Segmentation mask data
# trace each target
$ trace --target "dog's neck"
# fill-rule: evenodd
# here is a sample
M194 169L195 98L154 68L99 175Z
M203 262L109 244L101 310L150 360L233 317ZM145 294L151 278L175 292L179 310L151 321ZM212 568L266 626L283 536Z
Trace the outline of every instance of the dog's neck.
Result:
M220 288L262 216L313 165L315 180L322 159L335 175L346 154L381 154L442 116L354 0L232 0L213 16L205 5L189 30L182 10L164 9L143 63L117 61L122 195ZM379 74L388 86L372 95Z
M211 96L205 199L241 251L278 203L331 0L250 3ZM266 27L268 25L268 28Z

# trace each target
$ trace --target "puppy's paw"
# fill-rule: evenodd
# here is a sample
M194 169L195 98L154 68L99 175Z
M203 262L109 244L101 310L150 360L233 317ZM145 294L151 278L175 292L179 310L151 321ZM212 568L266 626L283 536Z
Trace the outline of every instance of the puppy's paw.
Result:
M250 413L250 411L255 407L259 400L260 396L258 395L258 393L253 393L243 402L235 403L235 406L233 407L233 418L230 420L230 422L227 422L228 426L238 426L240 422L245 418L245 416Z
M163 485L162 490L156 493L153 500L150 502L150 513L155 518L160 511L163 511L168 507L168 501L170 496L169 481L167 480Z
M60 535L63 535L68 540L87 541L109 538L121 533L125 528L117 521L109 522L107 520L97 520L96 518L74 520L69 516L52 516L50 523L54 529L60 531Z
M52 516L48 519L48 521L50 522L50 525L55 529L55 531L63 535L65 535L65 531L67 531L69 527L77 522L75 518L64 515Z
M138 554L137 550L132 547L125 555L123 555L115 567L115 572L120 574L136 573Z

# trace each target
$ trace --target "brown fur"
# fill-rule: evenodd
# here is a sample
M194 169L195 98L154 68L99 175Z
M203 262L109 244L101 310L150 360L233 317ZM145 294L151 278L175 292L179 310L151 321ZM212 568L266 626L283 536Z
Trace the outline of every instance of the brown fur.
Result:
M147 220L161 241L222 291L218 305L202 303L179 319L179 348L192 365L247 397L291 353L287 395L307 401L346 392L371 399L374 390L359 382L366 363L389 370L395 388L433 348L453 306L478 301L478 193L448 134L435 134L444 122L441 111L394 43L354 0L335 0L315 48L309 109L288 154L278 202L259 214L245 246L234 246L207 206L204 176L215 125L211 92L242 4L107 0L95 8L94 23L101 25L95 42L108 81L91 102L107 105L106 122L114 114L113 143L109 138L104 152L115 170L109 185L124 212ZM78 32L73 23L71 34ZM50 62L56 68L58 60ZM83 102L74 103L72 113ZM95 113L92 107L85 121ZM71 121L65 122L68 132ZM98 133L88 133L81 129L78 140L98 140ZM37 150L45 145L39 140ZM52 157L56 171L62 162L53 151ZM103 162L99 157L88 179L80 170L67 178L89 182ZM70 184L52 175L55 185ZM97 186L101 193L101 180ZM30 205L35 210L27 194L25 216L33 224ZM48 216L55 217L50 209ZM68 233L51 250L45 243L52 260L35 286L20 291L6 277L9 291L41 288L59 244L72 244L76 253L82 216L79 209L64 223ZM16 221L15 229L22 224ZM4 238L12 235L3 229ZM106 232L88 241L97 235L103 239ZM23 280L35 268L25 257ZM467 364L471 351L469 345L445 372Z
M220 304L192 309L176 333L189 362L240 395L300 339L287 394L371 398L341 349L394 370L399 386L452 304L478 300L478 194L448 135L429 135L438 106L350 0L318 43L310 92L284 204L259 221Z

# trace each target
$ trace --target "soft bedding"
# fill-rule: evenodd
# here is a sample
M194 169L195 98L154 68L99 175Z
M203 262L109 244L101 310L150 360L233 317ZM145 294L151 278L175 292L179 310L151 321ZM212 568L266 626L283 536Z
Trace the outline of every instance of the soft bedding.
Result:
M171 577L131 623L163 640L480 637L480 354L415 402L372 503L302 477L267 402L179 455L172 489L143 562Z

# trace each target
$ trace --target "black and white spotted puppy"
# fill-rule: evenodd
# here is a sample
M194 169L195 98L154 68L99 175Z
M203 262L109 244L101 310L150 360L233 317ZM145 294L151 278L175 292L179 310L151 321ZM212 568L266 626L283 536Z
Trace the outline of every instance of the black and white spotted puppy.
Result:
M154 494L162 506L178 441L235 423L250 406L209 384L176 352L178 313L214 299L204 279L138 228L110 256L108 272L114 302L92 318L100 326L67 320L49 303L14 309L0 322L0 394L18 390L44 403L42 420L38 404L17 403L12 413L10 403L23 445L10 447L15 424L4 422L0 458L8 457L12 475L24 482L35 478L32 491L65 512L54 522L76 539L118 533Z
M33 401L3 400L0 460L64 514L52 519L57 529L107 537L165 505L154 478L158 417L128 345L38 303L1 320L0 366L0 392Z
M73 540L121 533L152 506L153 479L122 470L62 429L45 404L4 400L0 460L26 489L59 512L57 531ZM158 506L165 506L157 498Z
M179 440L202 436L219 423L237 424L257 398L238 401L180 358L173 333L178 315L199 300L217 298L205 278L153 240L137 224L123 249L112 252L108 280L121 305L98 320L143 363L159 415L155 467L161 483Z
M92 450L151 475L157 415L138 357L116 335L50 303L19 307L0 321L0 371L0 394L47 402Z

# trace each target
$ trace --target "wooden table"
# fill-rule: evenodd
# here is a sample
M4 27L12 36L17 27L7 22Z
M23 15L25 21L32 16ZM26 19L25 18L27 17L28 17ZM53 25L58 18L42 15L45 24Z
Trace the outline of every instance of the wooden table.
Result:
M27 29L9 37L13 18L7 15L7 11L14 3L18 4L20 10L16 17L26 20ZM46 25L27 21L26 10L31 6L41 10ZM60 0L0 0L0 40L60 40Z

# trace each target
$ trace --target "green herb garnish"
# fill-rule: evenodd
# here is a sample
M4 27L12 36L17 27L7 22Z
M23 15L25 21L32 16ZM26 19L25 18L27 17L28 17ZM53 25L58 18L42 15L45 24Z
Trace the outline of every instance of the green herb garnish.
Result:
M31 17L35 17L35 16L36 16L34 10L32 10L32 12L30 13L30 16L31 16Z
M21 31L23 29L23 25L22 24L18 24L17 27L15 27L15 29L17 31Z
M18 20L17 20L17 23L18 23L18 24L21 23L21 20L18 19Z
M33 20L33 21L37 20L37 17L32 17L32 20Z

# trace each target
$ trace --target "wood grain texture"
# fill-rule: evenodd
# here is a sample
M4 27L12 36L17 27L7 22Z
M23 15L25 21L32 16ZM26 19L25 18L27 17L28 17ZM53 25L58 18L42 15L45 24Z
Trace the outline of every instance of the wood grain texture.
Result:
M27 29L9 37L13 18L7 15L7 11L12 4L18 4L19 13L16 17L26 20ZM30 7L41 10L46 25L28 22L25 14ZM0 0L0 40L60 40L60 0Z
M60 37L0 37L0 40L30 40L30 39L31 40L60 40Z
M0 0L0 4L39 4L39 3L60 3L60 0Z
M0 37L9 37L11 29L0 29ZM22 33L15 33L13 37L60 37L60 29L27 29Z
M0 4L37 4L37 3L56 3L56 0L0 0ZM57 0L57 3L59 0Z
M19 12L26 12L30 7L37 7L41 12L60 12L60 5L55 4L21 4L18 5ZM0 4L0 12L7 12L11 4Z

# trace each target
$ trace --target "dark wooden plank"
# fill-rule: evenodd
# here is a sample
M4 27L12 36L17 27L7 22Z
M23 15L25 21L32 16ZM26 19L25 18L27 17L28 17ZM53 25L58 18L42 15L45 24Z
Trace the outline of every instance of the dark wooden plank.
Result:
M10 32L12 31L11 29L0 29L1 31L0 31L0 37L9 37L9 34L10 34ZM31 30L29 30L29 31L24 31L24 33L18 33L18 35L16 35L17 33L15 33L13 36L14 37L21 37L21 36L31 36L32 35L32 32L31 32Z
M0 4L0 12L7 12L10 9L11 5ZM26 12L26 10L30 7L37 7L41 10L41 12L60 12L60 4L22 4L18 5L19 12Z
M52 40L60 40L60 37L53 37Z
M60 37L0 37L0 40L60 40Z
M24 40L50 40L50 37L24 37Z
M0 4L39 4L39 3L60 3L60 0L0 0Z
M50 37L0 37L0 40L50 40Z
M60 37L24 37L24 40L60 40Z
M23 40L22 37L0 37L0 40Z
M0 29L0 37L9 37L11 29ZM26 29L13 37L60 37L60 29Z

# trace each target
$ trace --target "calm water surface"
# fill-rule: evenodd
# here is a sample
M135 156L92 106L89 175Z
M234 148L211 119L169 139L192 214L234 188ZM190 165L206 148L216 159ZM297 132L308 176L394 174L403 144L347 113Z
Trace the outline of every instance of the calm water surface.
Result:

# TASK DETAILS:
Select the lines from the entries that include the word "water".

# RESPONSE TO THIS TASK:
$ trace --target "calm water surface"
Trace the outline of every instance of the calm water surface.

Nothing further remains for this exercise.